# [Work required]
Please reproduce the following records exactly as they appear.

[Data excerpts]
"""
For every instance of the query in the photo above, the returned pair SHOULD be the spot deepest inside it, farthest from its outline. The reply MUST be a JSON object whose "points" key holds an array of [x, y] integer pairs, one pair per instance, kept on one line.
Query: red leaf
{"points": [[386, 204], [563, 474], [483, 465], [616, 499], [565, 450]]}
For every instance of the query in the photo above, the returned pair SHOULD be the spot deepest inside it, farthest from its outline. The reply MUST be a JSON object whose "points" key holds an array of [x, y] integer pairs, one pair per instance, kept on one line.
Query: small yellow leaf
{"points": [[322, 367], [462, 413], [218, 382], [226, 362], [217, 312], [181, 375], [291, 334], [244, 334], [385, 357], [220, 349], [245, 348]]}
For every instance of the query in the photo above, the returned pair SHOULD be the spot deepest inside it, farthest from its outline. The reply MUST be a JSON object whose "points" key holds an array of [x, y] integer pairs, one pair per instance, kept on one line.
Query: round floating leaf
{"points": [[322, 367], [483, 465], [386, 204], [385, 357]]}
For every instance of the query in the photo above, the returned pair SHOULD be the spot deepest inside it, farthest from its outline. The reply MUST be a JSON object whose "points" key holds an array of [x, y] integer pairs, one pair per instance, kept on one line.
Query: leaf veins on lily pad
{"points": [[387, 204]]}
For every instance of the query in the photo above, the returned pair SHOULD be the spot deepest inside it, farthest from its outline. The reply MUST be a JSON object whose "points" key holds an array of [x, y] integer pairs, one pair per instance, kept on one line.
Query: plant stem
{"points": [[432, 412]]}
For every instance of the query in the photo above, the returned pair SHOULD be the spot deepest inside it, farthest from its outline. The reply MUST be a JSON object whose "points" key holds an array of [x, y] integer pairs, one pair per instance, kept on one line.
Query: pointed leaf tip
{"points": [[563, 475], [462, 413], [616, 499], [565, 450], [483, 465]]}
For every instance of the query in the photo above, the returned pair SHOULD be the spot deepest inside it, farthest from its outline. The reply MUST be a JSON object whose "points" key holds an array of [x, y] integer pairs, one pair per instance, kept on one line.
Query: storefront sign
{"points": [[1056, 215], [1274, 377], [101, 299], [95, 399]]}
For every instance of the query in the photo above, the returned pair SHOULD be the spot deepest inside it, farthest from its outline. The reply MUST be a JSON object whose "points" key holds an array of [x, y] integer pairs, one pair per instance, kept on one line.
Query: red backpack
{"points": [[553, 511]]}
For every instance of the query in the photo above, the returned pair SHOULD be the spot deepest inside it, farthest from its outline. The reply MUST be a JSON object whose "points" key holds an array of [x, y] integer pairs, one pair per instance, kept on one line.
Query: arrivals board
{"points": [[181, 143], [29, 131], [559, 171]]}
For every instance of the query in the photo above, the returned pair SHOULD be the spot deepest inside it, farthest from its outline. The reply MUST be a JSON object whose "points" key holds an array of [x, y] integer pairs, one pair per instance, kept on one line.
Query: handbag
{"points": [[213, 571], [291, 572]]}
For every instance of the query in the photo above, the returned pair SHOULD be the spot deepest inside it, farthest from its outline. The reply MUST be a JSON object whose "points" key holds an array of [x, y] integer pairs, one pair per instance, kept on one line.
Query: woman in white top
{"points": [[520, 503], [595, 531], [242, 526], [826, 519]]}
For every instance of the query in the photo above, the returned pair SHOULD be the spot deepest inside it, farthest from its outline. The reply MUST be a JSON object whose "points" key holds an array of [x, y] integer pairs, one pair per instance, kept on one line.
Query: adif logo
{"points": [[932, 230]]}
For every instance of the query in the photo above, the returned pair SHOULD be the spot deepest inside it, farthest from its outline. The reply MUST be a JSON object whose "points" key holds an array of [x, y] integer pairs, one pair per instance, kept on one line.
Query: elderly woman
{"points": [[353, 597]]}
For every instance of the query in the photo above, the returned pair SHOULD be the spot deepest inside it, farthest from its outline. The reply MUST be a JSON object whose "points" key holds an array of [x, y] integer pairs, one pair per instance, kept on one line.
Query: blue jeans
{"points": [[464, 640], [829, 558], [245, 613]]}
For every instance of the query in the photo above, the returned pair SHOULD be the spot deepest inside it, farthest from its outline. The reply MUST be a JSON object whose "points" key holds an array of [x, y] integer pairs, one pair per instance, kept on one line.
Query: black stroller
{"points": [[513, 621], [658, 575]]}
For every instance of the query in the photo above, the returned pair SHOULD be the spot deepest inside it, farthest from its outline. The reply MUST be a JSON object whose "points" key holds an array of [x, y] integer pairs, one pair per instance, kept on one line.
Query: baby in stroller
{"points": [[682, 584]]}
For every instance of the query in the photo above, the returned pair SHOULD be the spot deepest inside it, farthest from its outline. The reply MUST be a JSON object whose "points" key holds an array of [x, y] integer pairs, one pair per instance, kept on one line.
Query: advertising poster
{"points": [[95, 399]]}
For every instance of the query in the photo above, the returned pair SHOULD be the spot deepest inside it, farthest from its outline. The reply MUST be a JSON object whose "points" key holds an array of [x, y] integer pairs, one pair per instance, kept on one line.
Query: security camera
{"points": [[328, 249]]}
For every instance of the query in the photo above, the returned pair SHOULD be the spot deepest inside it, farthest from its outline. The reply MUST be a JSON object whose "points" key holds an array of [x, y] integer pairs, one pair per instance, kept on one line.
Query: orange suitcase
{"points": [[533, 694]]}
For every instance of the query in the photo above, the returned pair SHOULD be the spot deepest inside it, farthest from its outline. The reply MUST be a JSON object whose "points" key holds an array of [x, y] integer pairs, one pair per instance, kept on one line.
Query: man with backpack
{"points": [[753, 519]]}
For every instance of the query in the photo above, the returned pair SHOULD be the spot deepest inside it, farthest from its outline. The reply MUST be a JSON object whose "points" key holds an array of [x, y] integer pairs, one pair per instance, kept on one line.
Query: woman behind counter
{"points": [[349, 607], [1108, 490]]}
"""
# [Answer for the task]
For every instance of the query in the photo above, the returned pair SHOULD be the spot deepest inside it, farthest from its outline. The reply MUST be a JSON object whose "points" key holds an array of [x, y] integer pairs, one pair per instance, kept on one line.
Query: red leaf
{"points": [[386, 204], [563, 474], [483, 465], [616, 499], [565, 450]]}
For every instance of the query in the photo above, the returned pair SHOULD be the spot deepest inside it, farthest from its outline. The reply MUST be a JSON object whose "points" key holds an array of [x, y] integer pairs, one pair per instance, kept on one line.
Query: small yellow leaf
{"points": [[322, 367], [462, 413], [218, 382], [226, 362], [217, 312], [181, 375], [291, 334], [244, 334], [385, 357], [220, 349], [245, 348]]}
For every instance of the query in the photo above, the returned pair SHOULD be the spot deepest inside it, farthest from its outline. The reply MUST be a JSON object whose "points" key holds an array of [x, y] integer pairs, one pair per instance, kept on one line.
Query: round floating leaf
{"points": [[322, 367], [483, 465], [386, 204], [385, 357]]}
For every instance of the query in the photo above, the returned pair SHOULD be the spot deepest inside it, farthest from its outline. The reply MUST be a JSON object whose "points" key holds an array of [x, y] integer pairs, one pair per instance, kept on one line.
Query: leaf veins on lily pad
{"points": [[387, 204]]}
For every instance of the query in the photo above, the returned pair SHOULD be the spot deepest inside it, farthest from its outline. The reply MUST be a JSON object whose "points" key holds an array of [x, y] integer pairs, one pair per instance, kept on one line.
Query: plant stem
{"points": [[432, 412]]}
For every instance of the query in the photo above, the returned pair SHOULD be the spot deepest inside it, farthest from its outline. The reply MUST be a JSON object whose "points" key holds an array of [x, y] integer pairs, one pair per instance, kept on one line.
Query: pointed leaf tip
{"points": [[563, 475], [462, 413], [616, 499], [565, 450], [483, 465]]}
For every instance of the query in the photo above, the returned pair SHOULD be the spot deepest inside it, farthest from its outline. The reply MUST be a JSON object whose "points" key holds an array of [x, y] integer pairs, one pair per instance, kept on one line.
Query: storefront sign
{"points": [[1056, 215], [1274, 377], [101, 299], [95, 399]]}
For every instance of the query in the photo above, the returned pair SHOULD be the spot deepest inside it, farthest from its outline. The reply MUST be a JSON object whose "points" key holds an array of [x, y] integer pairs, one pair per instance, kept on one line.
Query: red backpack
{"points": [[553, 511]]}
For every instance of the query in the photo above, the returned pair SHOULD be the spot deepest inside it, farthest from its outline. The reply MUST be a JSON object whose "points" key holds an array of [x, y] integer pairs, one pair per instance, kept on one line.
Query: arrivals board
{"points": [[181, 143], [29, 131], [559, 171]]}
For every instance of the query in the photo above, the returned pair SHOULD be the spot deepest inside it, farthest from its outline. The reply MUST be a JSON object whose "points" key holds an array of [x, y] integer pairs, one pair per instance, kept on one line.
Query: handbag
{"points": [[213, 571], [291, 572]]}
For every instance of the query in the photo above, the returned pair SHOULD be the spot deepest inside it, farthest from its outline. The reply MUST be a JSON object whose "points" key holds an array of [x, y] integer pairs, one pair per instance, kept on one line.
Query: woman in white top
{"points": [[520, 503], [595, 531], [242, 526], [826, 519]]}
For every instance of the query in the photo above, the returned pair SHOULD be the spot deepest inside it, farthest from its outline. The reply MUST be a JSON object whose "points" key holds an array of [x, y] integer pairs, one pair per instance, kept on one line.
Query: adif logo
{"points": [[932, 230]]}
For every instance of the query in the photo above, the returned pair SHOULD be the spot deepest inside it, farthest from its outline. The reply MUST be a JSON object whose "points" key holds an array of [x, y] integer pairs, one pair per instance, kept on one line.
Query: elderly woman
{"points": [[353, 597]]}
For every instance of the query in the photo above, the returned pair SHOULD be the spot deepest inside it, farthest from its outline. The reply MUST be a JSON object whose "points" key holds an array of [x, y] integer pairs, one pair per instance, kept on one line.
Query: blue jeans
{"points": [[464, 640], [829, 558], [245, 613]]}
For every instance of the query in the photo above, the returned pair SHOULD be the spot deepest inside it, farthest from its outline. The reply MUST be a JSON object whose "points" key holds an array of [x, y] integer pairs, one pair per instance, kept on one line.
Query: black stroller
{"points": [[513, 621], [658, 575]]}
For every instance of the query in the photo above, the returned pair SHOULD be the spot deepest inside it, farthest from its outline. The reply MUST be a JSON object whose "points" key holds an array of [x, y] integer pairs, one pair per instance, kept on one line.
Query: baby in stroller
{"points": [[682, 584]]}
For every instance of the query in the photo above, the returned pair SHOULD be the spot deepest inside it, farthest from its outline. The reply MUST be a JSON object whose "points" key holds an array of [x, y] integer pairs, one pair per instance, kept on one line.
Query: advertising poster
{"points": [[95, 399]]}
For every instance of the query in the photo above, the returned pair SHOULD be the spot deepest inside it, farthest from its outline. The reply MUST be a JSON object whose "points" key holds an array of [x, y] integer pairs, one pair per instance, kept on one line.
Query: security camera
{"points": [[328, 249]]}
For every instance of the query in the photo above, the returned pair SHOULD be the spot deepest inside it, farthest from its outline. The reply MUST be a JSON object whose "points" key holds an array of [x, y] integer pairs, one pair per instance, kept on one line.
Query: orange suitcase
{"points": [[533, 694]]}
For every instance of the query in the photo above, the returned pair SHOULD be the spot deepest inside it, farthest from its outline. The reply MUST be a JSON object whose "points" key holds an array of [x, y] integer pairs, one pair per instance, kept on one line.
Query: man with backpack
{"points": [[753, 519]]}
For every instance of the query in the photo above, the returned pair SHOULD be the spot deepest inside it, farthest from its outline. The reply MUST be a JSON object whose "points" key holds an array of [x, y] integer pairs, one pair per instance, kept on one line.
Query: woman behind counter
{"points": [[349, 607], [1108, 490]]}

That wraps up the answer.